_Consigne_. Recopiez fidèlement le passage de l'article sur le droit à l'oubli qui va de « Droit à l'oubli » à « un premier emploi. », ces deux bornes incluses.

_Extrait de page_.
Droit à l'oubli sur internet, la Californie fait un premier pas

 

Les jeunes Californiens seront bientôt mieux protégés contre les erreurs de jeunesse sur internet. Des photos d’une soirée bien arrosée, un message un peu trash, ça prend quelques secondes à poster sur un coup de tête. Mais ce sont erreurs qui peuvent vous poursuivre pendant des années, voire toute votre vie. Internet n’oublie rien. Et ça peut se révéler gênant lorsqu’il s’agit ensuite de s’inscrire dans une université réputée ou de décrocher un premier emploi.

L’Etat de Californie vient donc d’adopter une loi qui donne aux jeunes Californiens de moins de 18 ans, le droit de retirer des contenus qu’ils ont eux-mêmes publiés sur un site Internet ou une application. Cette disposition entrera en vigueur le 1er janvier 2015. La période de transition doit permettra aux services concernés de s’y préparer.

C’est une première mise en pratique de ce qu’on appelle le Droit à l’oubli sur internet. La loi est d’ailleurs appelée l’effaceur numérique. Ses partisans estiment que c’est un pas dans la bonne direction : celle d’un droit qui serait garanti à tous, pas seulement aux mineurs. D’autres sont moins enthousiastes. Ils font remarquer que des sites comme Facebook et Twitter permettent déjà d’effacer des contenus postés par erreur ou de façon impulsive. Mais c’est souvent trop tard. Ces contenus peuvent en effet déjà avoir été copiés ou repris par d’autres internautes.

(Entrées conservées d'une collection)

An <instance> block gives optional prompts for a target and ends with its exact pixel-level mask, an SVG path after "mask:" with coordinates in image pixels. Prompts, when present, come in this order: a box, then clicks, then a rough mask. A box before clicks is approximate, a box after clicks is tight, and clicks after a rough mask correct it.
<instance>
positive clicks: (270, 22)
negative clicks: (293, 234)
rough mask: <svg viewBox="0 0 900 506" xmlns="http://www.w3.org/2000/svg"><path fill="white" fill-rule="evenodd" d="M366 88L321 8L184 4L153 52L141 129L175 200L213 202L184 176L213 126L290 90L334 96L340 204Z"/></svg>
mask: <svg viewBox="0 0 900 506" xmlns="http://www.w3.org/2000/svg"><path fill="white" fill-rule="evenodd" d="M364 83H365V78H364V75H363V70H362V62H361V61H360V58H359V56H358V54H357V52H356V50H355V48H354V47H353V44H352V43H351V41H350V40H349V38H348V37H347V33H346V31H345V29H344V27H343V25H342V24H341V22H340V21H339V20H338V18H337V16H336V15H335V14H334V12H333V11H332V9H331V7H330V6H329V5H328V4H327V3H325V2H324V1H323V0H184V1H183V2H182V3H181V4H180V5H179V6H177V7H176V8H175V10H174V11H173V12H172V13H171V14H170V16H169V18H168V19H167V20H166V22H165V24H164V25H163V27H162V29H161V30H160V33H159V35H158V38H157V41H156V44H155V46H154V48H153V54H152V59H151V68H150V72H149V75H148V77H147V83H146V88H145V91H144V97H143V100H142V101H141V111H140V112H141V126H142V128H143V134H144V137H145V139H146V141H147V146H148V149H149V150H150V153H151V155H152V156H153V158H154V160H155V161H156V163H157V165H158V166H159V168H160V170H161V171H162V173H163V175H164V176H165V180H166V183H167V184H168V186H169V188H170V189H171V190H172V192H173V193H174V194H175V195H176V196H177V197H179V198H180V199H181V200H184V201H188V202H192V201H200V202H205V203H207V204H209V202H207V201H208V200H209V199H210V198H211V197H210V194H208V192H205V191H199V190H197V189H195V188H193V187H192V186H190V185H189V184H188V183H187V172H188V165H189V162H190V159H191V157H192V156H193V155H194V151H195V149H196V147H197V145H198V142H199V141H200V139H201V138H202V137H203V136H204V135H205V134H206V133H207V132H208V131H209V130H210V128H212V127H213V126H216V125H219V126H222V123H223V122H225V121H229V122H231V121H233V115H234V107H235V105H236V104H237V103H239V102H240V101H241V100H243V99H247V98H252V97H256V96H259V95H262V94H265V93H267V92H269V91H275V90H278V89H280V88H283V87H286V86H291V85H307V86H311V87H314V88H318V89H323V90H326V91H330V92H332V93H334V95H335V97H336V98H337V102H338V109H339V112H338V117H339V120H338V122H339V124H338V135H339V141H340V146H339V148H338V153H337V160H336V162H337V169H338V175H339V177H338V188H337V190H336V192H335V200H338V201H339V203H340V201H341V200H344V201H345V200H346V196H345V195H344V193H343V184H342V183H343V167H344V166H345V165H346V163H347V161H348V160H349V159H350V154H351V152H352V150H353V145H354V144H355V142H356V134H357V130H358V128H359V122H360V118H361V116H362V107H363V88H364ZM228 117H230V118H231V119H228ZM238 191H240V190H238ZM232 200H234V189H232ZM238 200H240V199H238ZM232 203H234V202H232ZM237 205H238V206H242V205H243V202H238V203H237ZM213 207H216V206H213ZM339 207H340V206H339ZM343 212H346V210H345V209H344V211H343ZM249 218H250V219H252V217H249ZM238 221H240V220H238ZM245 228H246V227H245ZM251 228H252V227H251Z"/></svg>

_Résultat_.
Droit à l'oubli sur internet, la Californie fait un premier pas

 

Les jeunes Californiens seront bientôt mieux protégés contre les erreurs de jeunesse sur internet. Des photos d’une soirée bien arrosée, un message un peu trash, ça prend quelques secondes à poster sur un coup de tête. Mais ce sont erreurs qui peuvent vous poursuivre pendant des années, voire toute votre vie. Internet n’oublie rien. Et ça peut se révéler gênant lorsqu’il s’agit ensuite de s’inscrire dans une université réputée ou de décrocher un premier emploi.